1ª leitura (Sb 18,6-9):  Deste ao povo, Senhor, uma coluna de fogo para o guiar numa viagem desconhecida e um sol benfazejo para a gloriosa peregrinação. Essa noite foi preanunciada aos nossos pais, para que, sabendo em que promessas tinham acreditado, estivessem animados. O teu povo sabia que libertarias os justos e exterminarias o inimigo. De facto, a ruína dos adversários foi para nós título de salvação, chamando-nos a ti. Os filhos santos dos justos ofereciam sacrifícios em segredo e impuseram-se a si mesmos, por consenso, cumprir a lei divina, partilhando entre si tanto os bens como os perigos, e entoando, ao mesmo tempo, os cânticos de louvor dos seus pais.

 

* O castigo dos nossos adversário foi para nós título de salvação.

> **Lista de tarefas**:
A. Resume em lista o parágrafo da leitura que começa por "Deste ao povo, Senhor", sem perder os factos principais.
B. Responde com base na leitura:
(i) Para que foi dada ao povo a coluna de fogo?
(ii) De que forma ofereciam sacrifícios os filhos santos dos justos?
(iii) O que partilhavam entre si?
C. Devolve tal como está, sem mudar nada, o trecho da leitura que abre com as palavras "1ª leitura (Sb" e fecha com "dos seus pais.".

> **Material fornecido**:

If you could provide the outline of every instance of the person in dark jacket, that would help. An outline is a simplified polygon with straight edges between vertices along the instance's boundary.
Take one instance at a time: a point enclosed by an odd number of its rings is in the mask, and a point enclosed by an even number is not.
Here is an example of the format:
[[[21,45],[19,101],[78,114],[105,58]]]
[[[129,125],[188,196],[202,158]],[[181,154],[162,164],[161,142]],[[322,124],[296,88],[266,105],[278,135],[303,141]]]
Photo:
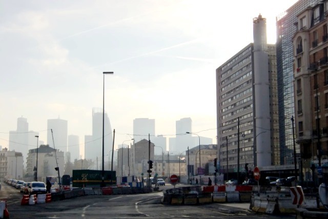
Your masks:
[[[49,181],[49,180],[47,181],[47,185],[46,186],[46,188],[47,189],[47,193],[50,193],[50,189],[51,188],[51,183]]]

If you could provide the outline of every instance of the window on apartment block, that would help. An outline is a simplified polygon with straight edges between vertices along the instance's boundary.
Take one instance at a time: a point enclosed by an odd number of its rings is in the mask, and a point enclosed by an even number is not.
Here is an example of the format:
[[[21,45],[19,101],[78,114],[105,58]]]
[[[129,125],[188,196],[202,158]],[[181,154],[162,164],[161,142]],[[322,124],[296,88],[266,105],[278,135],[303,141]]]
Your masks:
[[[318,46],[318,32],[314,31],[312,32],[313,36],[313,41],[312,41],[312,47],[316,47]]]
[[[303,30],[306,28],[306,19],[305,19],[305,16],[302,17],[299,20],[299,29],[300,30]]]
[[[324,85],[328,85],[328,70],[325,70],[323,72],[323,74],[324,75]]]
[[[297,101],[297,114],[302,113],[302,100]]]
[[[315,102],[315,111],[318,111],[320,109],[320,102],[319,100],[319,96],[316,96],[314,98],[314,99]]]
[[[301,84],[301,79],[298,79],[296,82],[296,93],[299,94],[302,92],[302,84]]]
[[[297,58],[297,68],[300,68],[302,66],[302,58]]]
[[[320,22],[320,11],[319,10],[319,7],[317,7],[313,11],[313,19],[315,25]]]
[[[298,135],[303,136],[303,122],[298,122]]]

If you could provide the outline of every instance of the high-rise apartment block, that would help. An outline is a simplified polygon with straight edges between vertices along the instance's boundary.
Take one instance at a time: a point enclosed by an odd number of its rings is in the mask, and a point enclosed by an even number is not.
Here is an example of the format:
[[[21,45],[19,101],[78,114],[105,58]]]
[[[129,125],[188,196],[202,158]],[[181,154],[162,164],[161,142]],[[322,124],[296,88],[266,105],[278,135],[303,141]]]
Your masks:
[[[305,168],[328,158],[328,1],[320,2],[297,11],[293,37],[296,136]]]
[[[216,69],[220,166],[232,172],[279,156],[275,47],[266,43],[265,18],[254,18],[253,28],[254,43]]]

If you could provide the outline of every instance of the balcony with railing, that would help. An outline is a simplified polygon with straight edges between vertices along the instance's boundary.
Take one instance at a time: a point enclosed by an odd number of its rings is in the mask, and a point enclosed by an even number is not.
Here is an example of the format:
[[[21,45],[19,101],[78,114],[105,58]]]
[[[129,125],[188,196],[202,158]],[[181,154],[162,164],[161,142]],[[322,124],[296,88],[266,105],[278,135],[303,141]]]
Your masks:
[[[320,59],[320,65],[328,65],[328,56],[324,56]]]
[[[316,47],[318,46],[318,39],[312,41],[312,47]]]
[[[299,54],[303,52],[303,47],[299,46],[296,48],[296,54]]]
[[[296,90],[296,93],[297,94],[301,94],[302,93],[302,89],[299,89]]]
[[[318,64],[316,62],[310,63],[310,66],[309,67],[309,69],[311,69],[311,70],[315,70],[317,68],[318,68]]]

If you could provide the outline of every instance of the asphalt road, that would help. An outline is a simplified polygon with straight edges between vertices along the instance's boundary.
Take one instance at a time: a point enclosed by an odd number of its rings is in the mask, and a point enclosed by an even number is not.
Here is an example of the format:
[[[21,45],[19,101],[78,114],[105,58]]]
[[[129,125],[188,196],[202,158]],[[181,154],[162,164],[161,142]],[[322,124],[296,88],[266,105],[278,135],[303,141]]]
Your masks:
[[[295,215],[256,214],[244,204],[165,205],[162,192],[148,194],[88,195],[33,205],[20,205],[23,194],[3,183],[0,199],[7,200],[10,218],[294,218]],[[172,188],[168,185],[160,189]]]

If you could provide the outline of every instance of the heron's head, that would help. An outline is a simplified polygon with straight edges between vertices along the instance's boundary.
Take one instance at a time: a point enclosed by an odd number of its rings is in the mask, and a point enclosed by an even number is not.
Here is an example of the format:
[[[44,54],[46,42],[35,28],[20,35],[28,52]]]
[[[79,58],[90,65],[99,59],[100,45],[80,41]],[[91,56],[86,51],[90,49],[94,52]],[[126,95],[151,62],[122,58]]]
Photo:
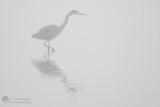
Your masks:
[[[69,12],[69,15],[85,15],[85,14],[80,13],[77,10],[72,10],[72,11]]]

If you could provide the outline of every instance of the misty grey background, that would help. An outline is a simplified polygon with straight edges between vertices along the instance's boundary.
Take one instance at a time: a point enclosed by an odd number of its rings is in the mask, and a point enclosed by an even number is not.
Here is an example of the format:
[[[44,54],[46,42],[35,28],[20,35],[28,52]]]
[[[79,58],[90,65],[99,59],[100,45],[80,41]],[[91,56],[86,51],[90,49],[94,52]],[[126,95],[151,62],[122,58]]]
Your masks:
[[[0,0],[0,97],[32,101],[0,106],[159,107],[159,5],[158,0]],[[73,9],[87,16],[69,18],[51,42],[55,52],[48,61],[44,41],[31,36],[48,24],[60,25]]]

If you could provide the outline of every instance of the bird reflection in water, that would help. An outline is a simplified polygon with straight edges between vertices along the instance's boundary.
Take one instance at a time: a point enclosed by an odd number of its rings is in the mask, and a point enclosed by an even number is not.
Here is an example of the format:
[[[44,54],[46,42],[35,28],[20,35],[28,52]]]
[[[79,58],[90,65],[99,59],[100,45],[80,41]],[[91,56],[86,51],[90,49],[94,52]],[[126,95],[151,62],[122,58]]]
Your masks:
[[[76,84],[70,84],[67,77],[63,71],[56,65],[55,61],[50,60],[50,56],[53,55],[53,52],[50,53],[49,48],[47,51],[44,51],[44,58],[32,60],[33,66],[35,66],[39,72],[46,78],[59,78],[63,85],[66,87],[67,93],[71,93],[70,98],[75,98],[76,93],[80,91]]]

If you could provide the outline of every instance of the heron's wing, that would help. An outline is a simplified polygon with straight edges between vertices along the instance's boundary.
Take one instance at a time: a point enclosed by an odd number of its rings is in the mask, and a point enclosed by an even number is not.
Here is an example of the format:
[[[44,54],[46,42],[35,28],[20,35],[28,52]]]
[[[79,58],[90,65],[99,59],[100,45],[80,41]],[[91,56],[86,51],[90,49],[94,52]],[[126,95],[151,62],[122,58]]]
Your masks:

> **Respostas por tarefa**:
A.
- O Senhor deu ao povo uma coluna de fogo para o guiar numa viagem desconhecida e um sol benfazejo para a peregrinação.
- Essa noite foi anunciada antes aos pais, para que ficassem animados ao saber em que promessas tinham acreditado.
- O povo sabia que o Senhor libertaria os justos e exterminaria o inimigo.
- A ruína dos adversários foi título de salvação.
- Os filhos santos dos justos ofereciam sacrifícios em segredo e comprometeram-se, por consenso, a cumprir a lei divina.
- Partilhavam entre si os bens e os perigos e cantavam os cânticos de louvor dos seus pais.

B.
(i) Para guiar o povo numa viagem desconhecida.
(ii) Em segredo.
(iii) Os bens e os perigos.

C.
1ª leitura (Sb 18,6-9):  Deste ao povo, Senhor, uma coluna de fogo para o guiar numa viagem desconhecida e um sol benfazejo para a gloriosa peregrinação. Essa noite foi preanunciada aos nossos pais, para que, sabendo em que promessas tinham acreditado, estivessem animados. O teu povo sabia que libertarias os justos e exterminarias o inimigo. De facto, a ruína dos adversários foi para nós título de salvação, chamando-nos a ti. Os filhos santos dos justos ofereciam sacrifícios em segredo e impuseram-se a si mesmos, por consenso, cumprir a lei divina, partilhando entre si tanto os bens como os perigos, e entoando, ao mesmo tempo, os cânticos de louvor dos seus pais.